Data shown:
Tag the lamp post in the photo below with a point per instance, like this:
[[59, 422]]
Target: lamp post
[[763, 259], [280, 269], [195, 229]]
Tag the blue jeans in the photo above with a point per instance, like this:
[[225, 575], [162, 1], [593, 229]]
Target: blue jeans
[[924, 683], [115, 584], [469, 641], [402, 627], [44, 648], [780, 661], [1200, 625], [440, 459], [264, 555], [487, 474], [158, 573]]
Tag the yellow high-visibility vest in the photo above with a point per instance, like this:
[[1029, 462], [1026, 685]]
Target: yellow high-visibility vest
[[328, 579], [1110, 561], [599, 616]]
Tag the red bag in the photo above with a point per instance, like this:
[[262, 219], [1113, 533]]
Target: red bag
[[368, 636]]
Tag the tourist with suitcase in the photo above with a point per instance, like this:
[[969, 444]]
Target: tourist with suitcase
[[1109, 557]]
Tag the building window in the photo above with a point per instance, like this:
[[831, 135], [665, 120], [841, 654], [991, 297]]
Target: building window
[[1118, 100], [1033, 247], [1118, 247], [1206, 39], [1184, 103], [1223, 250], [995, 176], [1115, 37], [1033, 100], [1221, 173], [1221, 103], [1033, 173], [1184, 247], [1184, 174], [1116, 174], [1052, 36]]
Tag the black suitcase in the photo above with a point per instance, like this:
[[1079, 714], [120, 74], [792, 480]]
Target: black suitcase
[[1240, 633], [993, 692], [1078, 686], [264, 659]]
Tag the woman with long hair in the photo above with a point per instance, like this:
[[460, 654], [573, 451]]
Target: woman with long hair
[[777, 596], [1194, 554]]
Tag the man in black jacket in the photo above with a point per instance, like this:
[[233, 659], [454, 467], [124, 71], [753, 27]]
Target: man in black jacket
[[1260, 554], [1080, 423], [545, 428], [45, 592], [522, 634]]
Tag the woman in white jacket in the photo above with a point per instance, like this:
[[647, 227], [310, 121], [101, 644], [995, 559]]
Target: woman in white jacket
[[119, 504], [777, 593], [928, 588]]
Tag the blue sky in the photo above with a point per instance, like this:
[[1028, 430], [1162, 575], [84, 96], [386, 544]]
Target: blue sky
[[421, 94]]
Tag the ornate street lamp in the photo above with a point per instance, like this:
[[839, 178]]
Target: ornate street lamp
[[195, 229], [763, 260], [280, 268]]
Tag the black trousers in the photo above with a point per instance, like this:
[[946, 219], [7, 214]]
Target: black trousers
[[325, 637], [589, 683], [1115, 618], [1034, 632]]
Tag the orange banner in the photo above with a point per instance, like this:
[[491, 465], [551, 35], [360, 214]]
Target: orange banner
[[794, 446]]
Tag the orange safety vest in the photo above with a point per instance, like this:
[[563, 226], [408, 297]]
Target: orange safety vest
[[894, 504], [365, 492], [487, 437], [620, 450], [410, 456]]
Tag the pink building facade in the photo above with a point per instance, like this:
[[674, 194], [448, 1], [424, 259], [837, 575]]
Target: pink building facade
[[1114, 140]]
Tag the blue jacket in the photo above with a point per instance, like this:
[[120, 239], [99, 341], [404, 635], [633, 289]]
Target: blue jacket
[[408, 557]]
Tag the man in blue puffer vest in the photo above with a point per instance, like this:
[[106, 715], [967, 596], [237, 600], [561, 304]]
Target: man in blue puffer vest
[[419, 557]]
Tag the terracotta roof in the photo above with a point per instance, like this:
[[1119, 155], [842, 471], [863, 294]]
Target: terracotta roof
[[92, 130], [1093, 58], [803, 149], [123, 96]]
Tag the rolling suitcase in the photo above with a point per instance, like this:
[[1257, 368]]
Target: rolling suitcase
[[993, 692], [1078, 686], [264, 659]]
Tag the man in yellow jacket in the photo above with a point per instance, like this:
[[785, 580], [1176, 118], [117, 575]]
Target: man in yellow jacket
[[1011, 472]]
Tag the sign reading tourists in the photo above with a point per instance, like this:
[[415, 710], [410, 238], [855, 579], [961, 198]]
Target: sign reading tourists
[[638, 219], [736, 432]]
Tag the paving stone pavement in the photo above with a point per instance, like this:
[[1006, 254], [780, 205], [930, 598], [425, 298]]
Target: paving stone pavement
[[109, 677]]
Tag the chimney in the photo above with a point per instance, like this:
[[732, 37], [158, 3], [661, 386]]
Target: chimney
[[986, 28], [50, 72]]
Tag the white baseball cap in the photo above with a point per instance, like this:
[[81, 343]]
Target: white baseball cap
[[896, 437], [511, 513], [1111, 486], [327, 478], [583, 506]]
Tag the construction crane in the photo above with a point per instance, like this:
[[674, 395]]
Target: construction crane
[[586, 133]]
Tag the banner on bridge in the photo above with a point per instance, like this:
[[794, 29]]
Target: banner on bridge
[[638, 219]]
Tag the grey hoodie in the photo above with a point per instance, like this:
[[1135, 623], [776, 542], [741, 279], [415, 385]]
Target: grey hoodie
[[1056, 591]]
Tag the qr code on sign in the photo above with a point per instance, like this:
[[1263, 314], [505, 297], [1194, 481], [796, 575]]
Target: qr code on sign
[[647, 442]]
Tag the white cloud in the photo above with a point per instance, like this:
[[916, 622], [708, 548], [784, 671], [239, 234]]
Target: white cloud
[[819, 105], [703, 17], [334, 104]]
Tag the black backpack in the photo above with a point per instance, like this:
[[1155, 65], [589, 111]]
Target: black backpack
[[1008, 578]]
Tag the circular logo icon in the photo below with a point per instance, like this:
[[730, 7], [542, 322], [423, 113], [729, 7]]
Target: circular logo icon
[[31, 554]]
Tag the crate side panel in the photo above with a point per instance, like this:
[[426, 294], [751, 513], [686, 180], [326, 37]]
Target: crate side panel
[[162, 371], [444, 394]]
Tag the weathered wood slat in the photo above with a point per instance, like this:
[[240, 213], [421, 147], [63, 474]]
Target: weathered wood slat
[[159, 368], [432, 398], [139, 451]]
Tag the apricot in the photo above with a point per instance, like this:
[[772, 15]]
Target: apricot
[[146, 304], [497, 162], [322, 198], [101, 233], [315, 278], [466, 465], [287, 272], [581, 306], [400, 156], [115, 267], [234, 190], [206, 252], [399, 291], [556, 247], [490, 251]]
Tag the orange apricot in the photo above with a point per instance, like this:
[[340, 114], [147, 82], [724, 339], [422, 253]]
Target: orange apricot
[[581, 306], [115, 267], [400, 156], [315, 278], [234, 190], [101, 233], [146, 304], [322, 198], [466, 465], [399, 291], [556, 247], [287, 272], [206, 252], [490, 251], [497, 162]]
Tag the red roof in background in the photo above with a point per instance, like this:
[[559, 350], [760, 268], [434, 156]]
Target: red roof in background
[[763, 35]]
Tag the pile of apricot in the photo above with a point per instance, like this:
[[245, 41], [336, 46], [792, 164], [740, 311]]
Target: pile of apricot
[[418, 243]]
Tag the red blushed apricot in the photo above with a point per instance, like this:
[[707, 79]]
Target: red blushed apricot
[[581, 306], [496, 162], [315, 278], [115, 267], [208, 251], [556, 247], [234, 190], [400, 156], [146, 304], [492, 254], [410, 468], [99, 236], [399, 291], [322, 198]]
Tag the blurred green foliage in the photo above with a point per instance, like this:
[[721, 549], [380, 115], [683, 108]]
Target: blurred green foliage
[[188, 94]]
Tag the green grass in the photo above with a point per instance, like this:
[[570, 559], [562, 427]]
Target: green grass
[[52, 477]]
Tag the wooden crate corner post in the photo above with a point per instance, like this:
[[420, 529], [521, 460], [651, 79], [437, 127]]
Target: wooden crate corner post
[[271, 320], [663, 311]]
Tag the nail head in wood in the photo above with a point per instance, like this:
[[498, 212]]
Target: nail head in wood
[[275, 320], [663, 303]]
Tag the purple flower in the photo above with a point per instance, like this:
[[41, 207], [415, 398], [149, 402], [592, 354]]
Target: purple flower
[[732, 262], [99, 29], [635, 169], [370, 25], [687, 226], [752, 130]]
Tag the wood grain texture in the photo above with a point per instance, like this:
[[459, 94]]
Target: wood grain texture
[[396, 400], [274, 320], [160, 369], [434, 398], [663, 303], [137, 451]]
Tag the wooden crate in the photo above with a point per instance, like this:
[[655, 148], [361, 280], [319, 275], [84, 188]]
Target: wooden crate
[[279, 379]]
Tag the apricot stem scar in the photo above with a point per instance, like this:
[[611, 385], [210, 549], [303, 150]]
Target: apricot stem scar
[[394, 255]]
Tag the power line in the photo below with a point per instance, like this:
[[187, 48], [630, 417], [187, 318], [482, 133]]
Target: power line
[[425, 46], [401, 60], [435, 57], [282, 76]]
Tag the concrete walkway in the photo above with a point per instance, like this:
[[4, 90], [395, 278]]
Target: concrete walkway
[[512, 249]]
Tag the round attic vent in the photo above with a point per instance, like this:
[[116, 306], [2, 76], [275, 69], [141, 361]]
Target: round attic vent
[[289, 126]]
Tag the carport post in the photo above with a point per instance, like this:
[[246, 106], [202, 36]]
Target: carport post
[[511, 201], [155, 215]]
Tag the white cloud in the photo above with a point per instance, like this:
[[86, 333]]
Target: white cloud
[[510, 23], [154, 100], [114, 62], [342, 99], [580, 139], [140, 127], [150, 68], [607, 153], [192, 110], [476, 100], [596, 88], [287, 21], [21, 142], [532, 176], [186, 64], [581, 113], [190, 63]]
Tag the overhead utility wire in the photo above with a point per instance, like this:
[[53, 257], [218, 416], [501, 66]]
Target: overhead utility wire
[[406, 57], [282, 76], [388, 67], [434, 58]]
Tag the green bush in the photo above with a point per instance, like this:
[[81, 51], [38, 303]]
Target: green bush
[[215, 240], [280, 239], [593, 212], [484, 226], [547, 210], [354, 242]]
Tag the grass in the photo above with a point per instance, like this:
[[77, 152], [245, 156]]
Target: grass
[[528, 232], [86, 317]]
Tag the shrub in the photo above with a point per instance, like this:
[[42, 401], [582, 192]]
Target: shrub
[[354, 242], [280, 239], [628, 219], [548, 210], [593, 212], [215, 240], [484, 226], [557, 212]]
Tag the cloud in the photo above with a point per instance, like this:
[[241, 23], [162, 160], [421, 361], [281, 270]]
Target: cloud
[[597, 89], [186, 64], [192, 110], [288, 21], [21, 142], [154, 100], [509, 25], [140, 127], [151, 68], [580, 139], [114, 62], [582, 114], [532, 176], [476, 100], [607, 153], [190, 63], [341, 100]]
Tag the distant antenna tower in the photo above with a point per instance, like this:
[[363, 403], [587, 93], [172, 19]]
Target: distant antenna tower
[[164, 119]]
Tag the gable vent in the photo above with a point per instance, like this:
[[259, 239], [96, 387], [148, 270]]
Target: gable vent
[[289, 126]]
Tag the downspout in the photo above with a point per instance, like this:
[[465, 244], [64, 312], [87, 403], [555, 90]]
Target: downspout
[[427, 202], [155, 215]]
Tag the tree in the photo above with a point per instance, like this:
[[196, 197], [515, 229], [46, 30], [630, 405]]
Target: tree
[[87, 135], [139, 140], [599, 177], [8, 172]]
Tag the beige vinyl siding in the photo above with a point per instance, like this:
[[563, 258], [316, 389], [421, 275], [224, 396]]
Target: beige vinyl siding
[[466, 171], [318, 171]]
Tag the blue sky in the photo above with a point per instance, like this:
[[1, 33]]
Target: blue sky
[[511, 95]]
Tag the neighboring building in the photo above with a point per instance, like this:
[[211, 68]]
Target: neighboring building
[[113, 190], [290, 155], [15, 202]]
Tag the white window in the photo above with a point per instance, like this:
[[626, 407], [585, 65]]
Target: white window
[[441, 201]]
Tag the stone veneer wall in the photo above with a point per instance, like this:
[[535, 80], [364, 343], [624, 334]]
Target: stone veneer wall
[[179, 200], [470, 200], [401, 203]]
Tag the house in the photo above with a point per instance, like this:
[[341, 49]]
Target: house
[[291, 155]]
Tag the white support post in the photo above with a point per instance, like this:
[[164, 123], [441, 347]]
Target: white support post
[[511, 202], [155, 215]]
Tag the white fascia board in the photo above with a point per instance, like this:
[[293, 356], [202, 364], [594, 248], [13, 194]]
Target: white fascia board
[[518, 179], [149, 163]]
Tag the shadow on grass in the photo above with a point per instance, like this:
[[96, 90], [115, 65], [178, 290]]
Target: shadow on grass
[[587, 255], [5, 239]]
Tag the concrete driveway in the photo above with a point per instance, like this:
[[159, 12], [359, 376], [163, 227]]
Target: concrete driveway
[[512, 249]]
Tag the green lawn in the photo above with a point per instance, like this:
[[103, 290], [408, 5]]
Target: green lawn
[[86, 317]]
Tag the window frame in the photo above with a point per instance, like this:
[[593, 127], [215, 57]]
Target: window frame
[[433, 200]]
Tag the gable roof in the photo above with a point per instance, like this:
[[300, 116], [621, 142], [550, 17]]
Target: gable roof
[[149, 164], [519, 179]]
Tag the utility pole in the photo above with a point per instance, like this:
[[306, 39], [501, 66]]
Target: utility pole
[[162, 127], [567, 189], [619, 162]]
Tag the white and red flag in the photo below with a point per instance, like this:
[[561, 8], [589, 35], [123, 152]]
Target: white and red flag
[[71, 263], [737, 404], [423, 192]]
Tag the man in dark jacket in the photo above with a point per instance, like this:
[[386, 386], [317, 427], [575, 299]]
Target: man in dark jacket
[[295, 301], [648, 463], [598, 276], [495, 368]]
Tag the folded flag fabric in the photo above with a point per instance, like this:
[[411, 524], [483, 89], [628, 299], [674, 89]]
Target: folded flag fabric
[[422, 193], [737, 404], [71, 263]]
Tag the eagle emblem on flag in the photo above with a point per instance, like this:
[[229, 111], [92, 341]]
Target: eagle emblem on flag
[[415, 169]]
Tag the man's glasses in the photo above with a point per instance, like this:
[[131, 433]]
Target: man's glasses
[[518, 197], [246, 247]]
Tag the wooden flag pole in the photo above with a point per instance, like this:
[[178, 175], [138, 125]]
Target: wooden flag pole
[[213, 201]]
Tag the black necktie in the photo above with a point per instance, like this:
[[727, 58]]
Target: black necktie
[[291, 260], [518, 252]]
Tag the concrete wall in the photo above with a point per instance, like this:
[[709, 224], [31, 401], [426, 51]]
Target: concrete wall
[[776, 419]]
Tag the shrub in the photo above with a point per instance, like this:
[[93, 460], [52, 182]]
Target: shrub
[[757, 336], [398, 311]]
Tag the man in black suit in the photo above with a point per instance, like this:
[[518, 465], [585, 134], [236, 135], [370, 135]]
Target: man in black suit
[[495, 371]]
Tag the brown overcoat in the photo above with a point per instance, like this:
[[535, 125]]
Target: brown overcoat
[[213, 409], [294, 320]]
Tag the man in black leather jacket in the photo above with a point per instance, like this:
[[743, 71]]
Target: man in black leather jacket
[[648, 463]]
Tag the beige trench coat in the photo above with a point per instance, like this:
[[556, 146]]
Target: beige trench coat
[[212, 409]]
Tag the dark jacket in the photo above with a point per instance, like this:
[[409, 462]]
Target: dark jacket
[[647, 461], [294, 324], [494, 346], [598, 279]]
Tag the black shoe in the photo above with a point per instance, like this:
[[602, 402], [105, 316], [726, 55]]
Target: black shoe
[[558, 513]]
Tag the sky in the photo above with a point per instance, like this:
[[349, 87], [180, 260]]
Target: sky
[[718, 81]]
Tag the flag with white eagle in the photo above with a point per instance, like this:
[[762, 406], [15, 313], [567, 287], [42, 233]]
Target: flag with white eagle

Problem: Rewrite everything in the data from the line containing "Tag the eagle" down to and including the line containing "[[291, 260], [518, 252]]" as a JSON list of strings. Use one string per line and leave out any blank lines.

Response to the exercise:
[
  "Tag the eagle emblem on flag in the photo above with a point per instance, like this:",
  "[[229, 111], [92, 341]]",
  "Target: eagle emblem on flag",
  "[[415, 169]]",
  "Tag the man's glasses in the photo above with a point per instance, like this:",
  "[[131, 433]]",
  "Target: man's glasses",
  "[[518, 197], [246, 247]]",
  "Tag the wooden flag pole in the photo above with a point per instance, like this:",
  "[[178, 175], [138, 125]]",
  "Target: wooden flag pole",
  "[[213, 201]]",
  "Tag the black necktie in the photo above with a point per instance, like this:",
  "[[727, 58]]",
  "Target: black necktie",
  "[[291, 260], [518, 252]]"
]